Saved entries:
########
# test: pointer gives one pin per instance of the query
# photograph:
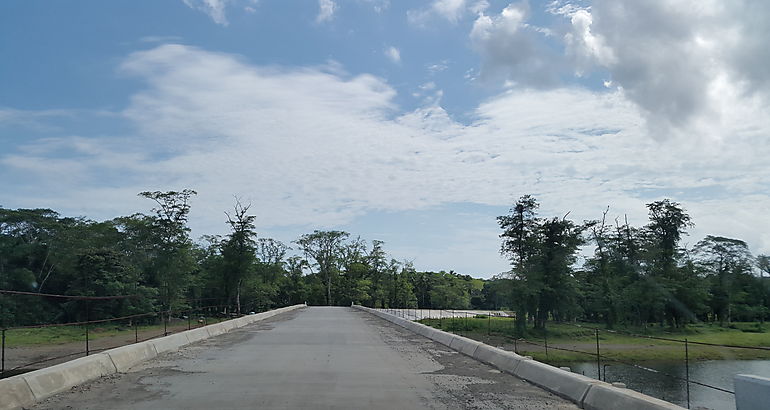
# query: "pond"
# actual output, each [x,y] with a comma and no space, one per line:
[717,373]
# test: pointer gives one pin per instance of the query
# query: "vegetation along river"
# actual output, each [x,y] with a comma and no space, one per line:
[717,373]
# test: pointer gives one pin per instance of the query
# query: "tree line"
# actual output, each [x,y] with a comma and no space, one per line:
[153,256]
[634,275]
[631,276]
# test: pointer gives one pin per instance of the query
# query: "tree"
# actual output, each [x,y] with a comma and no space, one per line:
[324,248]
[723,260]
[238,251]
[668,223]
[519,244]
[173,261]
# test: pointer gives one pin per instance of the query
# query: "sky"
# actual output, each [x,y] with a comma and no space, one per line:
[412,122]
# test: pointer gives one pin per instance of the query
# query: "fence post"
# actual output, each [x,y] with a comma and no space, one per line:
[598,357]
[88,318]
[687,370]
[2,368]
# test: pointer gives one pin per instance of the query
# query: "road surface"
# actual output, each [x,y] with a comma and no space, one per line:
[313,358]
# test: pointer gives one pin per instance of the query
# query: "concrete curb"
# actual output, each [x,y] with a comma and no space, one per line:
[600,397]
[25,389]
[584,391]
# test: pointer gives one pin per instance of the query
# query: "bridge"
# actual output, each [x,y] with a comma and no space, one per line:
[314,357]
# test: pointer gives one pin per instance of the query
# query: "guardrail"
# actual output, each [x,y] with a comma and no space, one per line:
[25,389]
[586,392]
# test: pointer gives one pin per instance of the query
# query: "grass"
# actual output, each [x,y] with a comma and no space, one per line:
[68,334]
[618,346]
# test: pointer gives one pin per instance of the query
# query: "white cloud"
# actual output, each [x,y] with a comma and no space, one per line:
[326,9]
[684,63]
[393,54]
[217,9]
[450,10]
[312,147]
[214,8]
[512,49]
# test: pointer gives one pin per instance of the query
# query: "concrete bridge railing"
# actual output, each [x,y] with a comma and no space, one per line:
[584,391]
[25,389]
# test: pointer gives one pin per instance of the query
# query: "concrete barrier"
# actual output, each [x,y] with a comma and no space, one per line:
[171,342]
[200,333]
[603,396]
[126,357]
[464,345]
[216,329]
[25,389]
[502,359]
[569,385]
[584,391]
[46,382]
[15,393]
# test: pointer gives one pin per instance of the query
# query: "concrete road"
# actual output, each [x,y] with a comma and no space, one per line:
[314,358]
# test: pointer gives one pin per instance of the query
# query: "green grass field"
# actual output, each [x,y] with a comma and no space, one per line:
[615,345]
[67,334]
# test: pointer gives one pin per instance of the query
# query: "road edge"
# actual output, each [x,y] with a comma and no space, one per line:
[584,391]
[26,389]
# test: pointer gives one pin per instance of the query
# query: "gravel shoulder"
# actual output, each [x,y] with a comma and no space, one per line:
[311,358]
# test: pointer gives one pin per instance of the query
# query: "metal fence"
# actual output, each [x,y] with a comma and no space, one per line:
[461,322]
[21,358]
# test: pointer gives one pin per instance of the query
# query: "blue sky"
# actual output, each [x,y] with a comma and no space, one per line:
[416,123]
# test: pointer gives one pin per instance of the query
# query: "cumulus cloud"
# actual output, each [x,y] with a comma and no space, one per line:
[450,10]
[326,9]
[512,49]
[393,54]
[313,146]
[683,63]
[216,9]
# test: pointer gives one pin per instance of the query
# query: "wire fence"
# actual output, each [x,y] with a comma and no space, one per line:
[469,323]
[28,347]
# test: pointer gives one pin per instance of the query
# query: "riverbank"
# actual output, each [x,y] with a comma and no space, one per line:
[578,342]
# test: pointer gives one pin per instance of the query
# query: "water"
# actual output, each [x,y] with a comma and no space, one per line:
[718,373]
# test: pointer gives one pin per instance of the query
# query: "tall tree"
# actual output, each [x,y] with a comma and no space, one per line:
[723,260]
[519,244]
[238,251]
[173,262]
[324,248]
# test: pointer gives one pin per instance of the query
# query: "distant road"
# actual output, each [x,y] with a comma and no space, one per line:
[315,358]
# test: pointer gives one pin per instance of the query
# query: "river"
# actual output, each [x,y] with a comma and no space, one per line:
[713,372]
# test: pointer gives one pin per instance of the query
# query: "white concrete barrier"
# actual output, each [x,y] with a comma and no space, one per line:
[216,329]
[586,392]
[200,333]
[126,357]
[464,345]
[15,393]
[603,396]
[25,389]
[502,359]
[751,392]
[569,385]
[170,342]
[46,382]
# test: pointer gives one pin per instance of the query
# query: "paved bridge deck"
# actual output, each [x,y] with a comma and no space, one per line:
[318,357]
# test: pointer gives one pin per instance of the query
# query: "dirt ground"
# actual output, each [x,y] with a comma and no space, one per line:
########
■ What you should do
Your copy should match every entry above exactly and contain no pictures.

■ Exercise result
# test: pointer gives one pin per instance of the query
# photograph:
# query: "pond"
# actual output, each [x,y] with a comma and no space, one per line:
[717,373]
# test: pointer gives one pin per instance of the query
# query: "vegetation along river"
# actual output, each [x,y] with a comma and no space, one per line:
[717,373]
# test: pointer gives one pin per instance of the query
# query: "tree line"
# actual output, each [x,y] with a comma and no space, one per line:
[153,256]
[634,275]
[631,276]
# test: pointer gives one pin per instance of the query
# query: "tree"
# actual output, each [x,y] with a comma and no space, one per line:
[324,248]
[723,260]
[238,251]
[668,223]
[519,244]
[173,261]
# test: pointer gives one pin per instance of the query
# query: "sky"
# actual output, each [x,y] with a comma and no space, one per line:
[412,122]
# test: pointer gives one pin per instance of the query
# query: "fence post"
# actual output, each [x,y] with a comma and no space, one per line:
[598,357]
[88,318]
[687,370]
[2,368]
# test: pointer gives one pin per instance of the query
# query: "road surface"
# actual output, each [x,y] with a comma and no space, one per line:
[313,358]
# test: pointer gives one pin per instance of the query
# query: "concrete curb"
# actual output, each [x,y] with a comma and no space, one per line:
[600,397]
[25,389]
[584,391]
# test: pointer gives one pin per instance of the query
# query: "bridge"
# actual output, each [x,y] with a comma and no space, one per line:
[314,357]
# test: pointer gives one pin per instance of the query
# query: "guardrail"
# actual output, each [x,y] with a comma and no space, one per line:
[25,389]
[586,392]
# test: pointer gives one pin per instance of the query
# query: "grass"
# actual output, each [x,y] with a comma and no space, one per line:
[68,334]
[618,346]
# test: pointer gives one pin per instance of the query
# query: "white cloud"
# actual output, each [x,y] with a comma and no space, one per line:
[326,9]
[684,63]
[393,54]
[217,9]
[450,10]
[312,147]
[214,8]
[512,49]
# test: pointer gives one pin per instance of the query
# query: "concrete bridge railing"
# actual output, each [x,y] with a comma and no space, one per line:
[584,391]
[25,389]
# test: pointer gives one pin per instance of the query
# query: "concrete barrier"
# actual output, each [x,y] with a comma and no space, one per line:
[171,342]
[200,333]
[603,396]
[126,357]
[464,345]
[216,329]
[25,389]
[502,359]
[569,385]
[584,391]
[46,382]
[15,393]
# test: pointer gives one pin per instance of the query
# query: "concrete road"
# actual output, each [x,y] with a comma and no space, one per line:
[314,358]
# test: pointer gives one pin per instance of the query
# query: "green grass field"
# actual output, each [x,y] with a comma and no space, one per line:
[615,345]
[67,334]
# test: pointer gives one pin per instance of the query
# query: "road edge"
# actual output, each [x,y] with a comma and no space, one per line:
[584,391]
[26,389]
# test: pointer gives one pin per instance of the query
# query: "gravel shoulder"
# actual output, each [x,y] with a comma and no space, one per line:
[311,358]
# test: pointer gives one pin per instance of the query
# query: "metal fence"
# actual output, each [x,y] with a comma and no space, one per line:
[461,322]
[21,358]
# test: pointer gives one pin per instance of the query
# query: "blue sky"
# actual output, each [x,y] with a comma and no space, one per line:
[416,123]
# test: pointer gives one pin per instance of the query
# query: "cumulus cloud"
# actual output, each [x,y] with a comma and no space, one per line:
[450,10]
[326,9]
[512,49]
[393,54]
[313,146]
[683,63]
[216,9]
# test: pointer gives one pin per instance of the query
# query: "wire fence"
# actual output, each [x,y] with a comma and no space, one per line:
[469,323]
[28,347]
# test: pointer gives one pin per instance of the query
# query: "riverbank"
# actual output, each [x,y] with a comma and no space, one per line:
[578,342]
# test: pointer gives one pin per instance of the query
# query: "water"
# actual output, each [x,y] with a comma and no space, one per line:
[718,373]
# test: pointer gives one pin per instance of the query
# query: "tall tree"
# actual output, each [x,y] with a comma and no space, one per line:
[723,260]
[519,244]
[238,251]
[173,262]
[324,248]
# test: pointer gives one pin per instance of the query
# query: "distant road"
# actual output, each [x,y] with a comma and no space, one per line:
[315,358]
# test: pointer gives one pin per instance of the query
# query: "river"
# actual output, each [x,y] with a comma and no space, one per line:
[713,372]
# test: pointer gives one pin per instance of the query
# query: "white concrete barrier"
# actual output, each [x,y] with a comma and no space, one per line:
[216,329]
[586,392]
[200,333]
[126,357]
[464,345]
[15,393]
[603,396]
[25,389]
[502,359]
[751,392]
[569,385]
[170,342]
[46,382]
# test: pointer gives one pin per instance of the query
# query: "paved bridge deck"
# actual output, each [x,y] with a comma and no space, one per line:
[318,357]
# test: pointer gives one pin per instance of the query
# query: "dirt ground"
# actual output, each [x,y] with a comma and no space, one per line:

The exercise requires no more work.